━━ Vorgegebener Text ━━

Schneewittchen (in früheren Ausgaben Sneewittchen, ndt.: Snee „Schnee“, witt „weiß“) ist ein Märchen, das in den Kinder- und Hausmärchen der Brüder Grimm an Stelle 53 erzählt wird (KHM 53; Typ 709 nach Aarne und Thompson).

Inhalt
Vorgeschichte
Eines Tages wünscht sich die schöne Königin sehnlichst ein Kind. An einem kalten Wintertag sitzt sie am Fenster das einen Rahmen aus schwarzem Ebenholz hat und näht. Beim Betrachten der Schneeflocken wird sie abgelenkt und sticht sich mit der Nähnadel in den Finger. Als sie das Blut auf den Schnee tropfen sieht, denkt sie: „Hätt ich ein Kind, so weiß wie Schnee, so rot wie Blut, und so schwarz wie das Holz an dem Rahmen[1].“ in anderen Versionen auch so schwarz wie Ebenholz.
Nach Schneewittchens Geburt stirbt ihre Mutter. Nach einem Jahr nahm sich der König eine andere Gemahlin. Die ist sehr schön, aber stolz, übermütig und böse. Sie kann es nicht ertragen, an Schönheit übertroffen zu werden. Als ihr sprechender und allwissender Spiegel Schneewittchen und nicht sie die Schönste im ganzen Land nennt, beauftragt sie den Jäger, ihre Stieftochter umbringen zu lassen und ihr zum Beweis Lunge und Leber zu bringen, doch dieser lässt das Mädchen laufen und bringt der Königin stattdessen Lunge und Leber eines Frischlings.

━━━
━━ Angezeigte Daten ━━

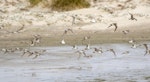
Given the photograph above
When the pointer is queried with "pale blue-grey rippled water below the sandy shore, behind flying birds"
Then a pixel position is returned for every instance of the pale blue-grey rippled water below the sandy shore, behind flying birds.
(61, 64)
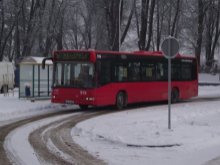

━━━

Aufgabenstellung:
1. Ersetze im Text über Schneewittchen „Jäger“ durch „Förster“ und gib den Abschnitt wieder, beginnend bei „Nach Schneewittchens Geburt“ und endend bei „Leber eines Frischlings.“.
2. Prüfe, ob die Aussagen (a), (b) und (c) mit dem Text über Schneewittchen übereinstimmen, und antworte jeweils mit Ja oder Nein samt den entscheidenden Worten des Textes als genauem Zitat.
(a) Die Königin sticht sich beim Nähen in den Finger.
(b) Der König heiratet erst nach drei Jahren wieder.
(c) Der Jäger bringt der Königin Lunge und Leber des Mädchens.
Das Material wird für die Bearbeitung nicht gebraucht.

Lösungen:
1.
Nach Schneewittchens Geburt stirbt ihre Mutter. Nach einem Jahr nahm sich der König eine andere Gemahlin. Die ist sehr schön, aber stolz, übermütig und böse. Sie kann es nicht ertragen, an Schönheit übertroffen zu werden. Als ihr sprechender und allwissender Spiegel Schneewittchen und nicht sie die Schönste im ganzen Land nennt, beauftragt sie den Förster, ihre Stieftochter umbringen zu lassen und ihr zum Beweis Lunge und Leber zu bringen, doch dieser lässt das Mädchen laufen und bringt der Königin stattdessen Lunge und Leber eines Frischlings.

2.
(a) Ja: „sticht sich mit der Nähnadel in den Finger“
(b) Nein: „Nach einem Jahr nahm sich der König eine andere Gemahlin.“
(c) Nein: „bringt der Königin stattdessen Lunge und Leber eines Frischlings“